*** Data in this exercise

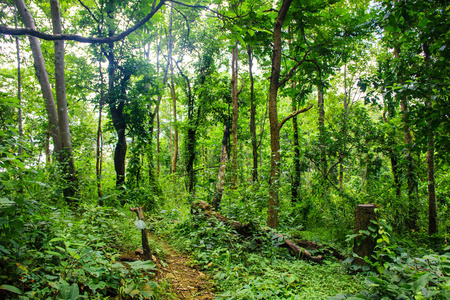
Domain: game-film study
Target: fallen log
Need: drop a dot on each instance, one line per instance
(247, 230)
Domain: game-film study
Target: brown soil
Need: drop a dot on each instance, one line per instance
(185, 282)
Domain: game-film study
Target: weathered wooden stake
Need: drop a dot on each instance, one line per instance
(146, 248)
(363, 244)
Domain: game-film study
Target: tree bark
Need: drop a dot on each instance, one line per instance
(272, 215)
(223, 165)
(320, 104)
(364, 245)
(432, 204)
(175, 123)
(234, 99)
(296, 182)
(253, 116)
(66, 157)
(42, 76)
(99, 147)
(413, 213)
(145, 246)
(19, 91)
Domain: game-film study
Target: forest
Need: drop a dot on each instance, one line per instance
(208, 149)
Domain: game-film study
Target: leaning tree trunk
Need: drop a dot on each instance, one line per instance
(295, 189)
(42, 76)
(66, 157)
(223, 165)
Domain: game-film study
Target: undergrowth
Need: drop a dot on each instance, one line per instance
(254, 268)
(52, 252)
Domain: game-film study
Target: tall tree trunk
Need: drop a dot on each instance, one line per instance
(432, 204)
(272, 214)
(253, 116)
(63, 115)
(155, 113)
(19, 90)
(413, 213)
(158, 131)
(116, 105)
(99, 147)
(393, 156)
(42, 76)
(296, 183)
(175, 124)
(320, 103)
(234, 99)
(220, 177)
(347, 100)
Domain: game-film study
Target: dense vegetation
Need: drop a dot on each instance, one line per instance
(284, 115)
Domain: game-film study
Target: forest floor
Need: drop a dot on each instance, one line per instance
(185, 281)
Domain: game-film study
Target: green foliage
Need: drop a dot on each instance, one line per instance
(73, 256)
(400, 273)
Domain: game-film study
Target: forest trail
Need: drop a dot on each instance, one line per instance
(185, 281)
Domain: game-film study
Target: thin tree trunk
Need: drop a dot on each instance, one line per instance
(220, 177)
(158, 130)
(253, 116)
(175, 124)
(19, 91)
(99, 149)
(155, 113)
(296, 185)
(48, 159)
(272, 214)
(42, 76)
(432, 204)
(63, 116)
(234, 99)
(413, 213)
(320, 103)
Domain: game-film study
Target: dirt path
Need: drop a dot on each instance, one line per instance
(184, 281)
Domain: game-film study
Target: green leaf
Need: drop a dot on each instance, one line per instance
(140, 224)
(54, 253)
(11, 289)
(142, 265)
(56, 240)
(422, 281)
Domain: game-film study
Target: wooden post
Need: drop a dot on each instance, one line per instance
(363, 244)
(146, 248)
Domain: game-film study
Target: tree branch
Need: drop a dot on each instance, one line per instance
(293, 70)
(242, 86)
(293, 115)
(89, 11)
(79, 38)
(202, 7)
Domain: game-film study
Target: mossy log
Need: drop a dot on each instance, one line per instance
(248, 230)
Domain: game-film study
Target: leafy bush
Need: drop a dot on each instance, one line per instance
(398, 274)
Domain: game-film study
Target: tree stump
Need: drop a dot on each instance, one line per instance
(145, 246)
(364, 244)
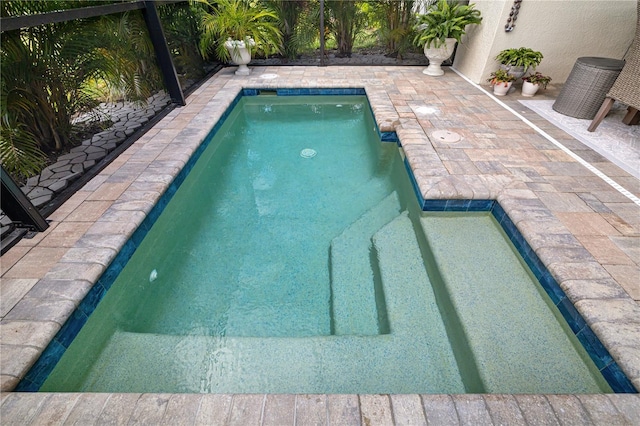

******

_Directions for this task_
Please report how many lines of the records contain the string "forest", matching case exactly, and give only that number.

_Exercise answer_
3